Part of a data file:
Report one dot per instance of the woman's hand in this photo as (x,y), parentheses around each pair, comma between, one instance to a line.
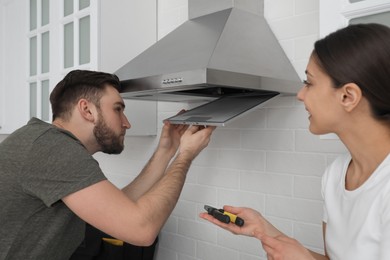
(253,221)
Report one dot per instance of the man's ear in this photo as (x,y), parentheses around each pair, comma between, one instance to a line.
(87,110)
(350,96)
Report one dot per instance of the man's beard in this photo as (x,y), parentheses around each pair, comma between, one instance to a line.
(109,142)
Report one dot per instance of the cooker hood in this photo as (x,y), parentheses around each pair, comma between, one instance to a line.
(226,48)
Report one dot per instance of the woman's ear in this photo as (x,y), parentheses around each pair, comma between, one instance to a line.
(87,110)
(350,96)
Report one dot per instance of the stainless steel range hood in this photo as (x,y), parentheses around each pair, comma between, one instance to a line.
(226,48)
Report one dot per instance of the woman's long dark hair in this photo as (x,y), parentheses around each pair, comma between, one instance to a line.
(359,54)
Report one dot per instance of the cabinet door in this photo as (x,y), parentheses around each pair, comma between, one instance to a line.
(14,98)
(126,29)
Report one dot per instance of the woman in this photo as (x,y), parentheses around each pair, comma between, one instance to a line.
(347,92)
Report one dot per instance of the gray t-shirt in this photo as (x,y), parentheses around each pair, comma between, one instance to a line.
(39,165)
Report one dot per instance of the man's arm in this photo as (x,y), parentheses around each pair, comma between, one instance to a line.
(139,222)
(156,166)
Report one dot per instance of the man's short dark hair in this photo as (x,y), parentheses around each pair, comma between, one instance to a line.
(79,84)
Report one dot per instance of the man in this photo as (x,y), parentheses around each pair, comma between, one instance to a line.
(50,184)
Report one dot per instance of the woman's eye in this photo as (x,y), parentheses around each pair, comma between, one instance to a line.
(306,82)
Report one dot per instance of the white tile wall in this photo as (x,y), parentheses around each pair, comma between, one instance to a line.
(267,160)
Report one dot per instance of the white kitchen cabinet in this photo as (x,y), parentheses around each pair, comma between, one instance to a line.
(13,65)
(124,29)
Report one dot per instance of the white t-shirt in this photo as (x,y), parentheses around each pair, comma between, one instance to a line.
(358,221)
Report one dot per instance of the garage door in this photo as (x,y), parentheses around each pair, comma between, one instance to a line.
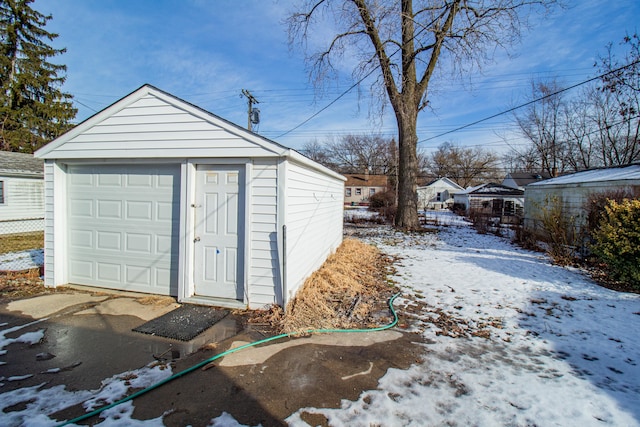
(123,227)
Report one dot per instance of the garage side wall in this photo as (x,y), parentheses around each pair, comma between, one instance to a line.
(264,271)
(314,210)
(48,224)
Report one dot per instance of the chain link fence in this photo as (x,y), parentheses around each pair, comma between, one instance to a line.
(21,245)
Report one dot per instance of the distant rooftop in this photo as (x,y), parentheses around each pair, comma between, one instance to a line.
(619,173)
(20,164)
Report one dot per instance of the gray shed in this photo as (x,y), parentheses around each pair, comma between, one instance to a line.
(155,195)
(572,191)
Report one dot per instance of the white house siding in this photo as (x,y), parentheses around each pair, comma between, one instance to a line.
(23,207)
(150,127)
(264,276)
(314,209)
(49,252)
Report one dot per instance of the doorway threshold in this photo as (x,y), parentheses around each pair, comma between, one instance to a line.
(215,302)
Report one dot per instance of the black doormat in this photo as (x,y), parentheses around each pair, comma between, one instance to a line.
(184,323)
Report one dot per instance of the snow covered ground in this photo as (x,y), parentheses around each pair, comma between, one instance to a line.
(535,344)
(511,340)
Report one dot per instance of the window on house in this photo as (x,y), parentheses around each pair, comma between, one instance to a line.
(509,208)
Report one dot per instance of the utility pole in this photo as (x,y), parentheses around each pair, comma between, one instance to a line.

> Set task
Duplicate these lines word for word, leaving out the pictures.

> Exercise output
Report one dot per instance of the woman's hand in this photo as (x,y), parentheses around each pair, comma between, one instance to a line.
(253,221)
Report one dot per instance of the man's ear in this photo as (x,y), parentheses around each pair, comma between, one instance to a line.
(87,110)
(350,96)
Report one dot per instance of the man's beard in this photo as (x,y), parentheses around each pair, comma between, one instance to a line.
(109,142)
Report one dot per instance of the cooker hood in this photo as (x,y), parentheses around each pair, comma between, one instance to a line.
(226,48)
Report one dot per instance of the woman's ear in this photo as (x,y), parentheses around each pair, comma between, one instance to a line.
(87,110)
(350,96)
Report one dot per instance of the stainless steel range hood in this photo as (x,y), parentheses around each pair, comma between, one instance to a line.
(226,48)
Report one dot per instance of the woman's long dark hair in this photo as (x,y), parentheses around each pair, comma between, one instance to a line.
(359,54)
Report one dot per instance of the cabinet door in this photo as (x,y), parentheses around each pair, comma between, one instance to a line.
(14,98)
(126,29)
Report one dot per instance of the woman in this photo as (x,y), parentheses around each pair, comma between, one instance to a line.
(347,92)
Report one dot per instance of the gray t-shirt in this photo as (x,y), parentheses around each pair, comma between, one instance to a line.
(39,165)
Report one dot per instance of the man's arm in this photo as (x,y), parentheses around each pair, comma between, one instance to a line.
(139,222)
(156,166)
Report one dot per instance of the man's short dark hair in this photo as (x,y), parentheses around each pair, comma between, one instance to a line.
(79,84)
Report one dot per instance of the man in this photo as (x,y), parentheses around each pair, comma between, one instance to a line.
(50,184)
Report one dot per instance of the woman's eye in this photo as (x,y), parentheses around each pair, comma between, one instance to a line.
(306,82)
Report one dot per instance of the white tile wall in this photo as (x,y), parentheses around each pair, comma between, one instance to a line.
(267,160)
Report one dot per instance of the white kitchen cabinet in this photo as (x,y), parentheses around each pair, comma between, one instance to a line.
(13,65)
(124,29)
Report one dot per instance of the white t-shirt in this photo as (x,y), parentheses around each pair, comma between, one instance to a line.
(358,221)
Report one dot per instance of the garage door in this photo as (x,y), parentheses around each pair, comma between, one instance to a line.
(123,227)
Report one dot per instance of the garage side wall in this photo as (x,y), parentheses around each pair, comma between, one instance to a line.
(264,271)
(314,210)
(48,224)
Report one dot per instance of the chain link fence in this photo as (x,y), parentheses around each pair, comma between, one instance to a line.
(21,245)
Report one dot per instance of the distant rooftop in this photo as (x,y), parentheses around each pair, comma between, one instance to a line.
(619,173)
(20,164)
Report one dot per instance of the gray shed in this photo as (x,y), parentheses around each pair, comma between, one instance to a line.
(155,195)
(572,191)
Report one dot per instance of the white house siding in this photo as (x,y), parentheses around each pair, comma between, one instance to a line.
(23,207)
(150,127)
(264,276)
(314,209)
(49,252)
Report one dot per instance of the doorway threshold in this photo as (x,y), parentheses around each pair, comma between, one instance to a line.
(215,302)
Report one dot per instance of the black doormat in this photo as (x,y), parentheses around each pair, comma between, one instance to a line.
(184,323)
Report one dot per instance of the snow covered ground in this photo as (x,y), parentheses around each pair, comma between, one instance to a line.
(535,344)
(511,340)
Report one dot per instance of the window on house in this photo as (x,y), parentheses around each pair, comma between, one instance to a line.
(509,208)
Report one dot per instance of the utility pole in this photo as (x,y), parentheses around each pair, comma between, one instance to a line.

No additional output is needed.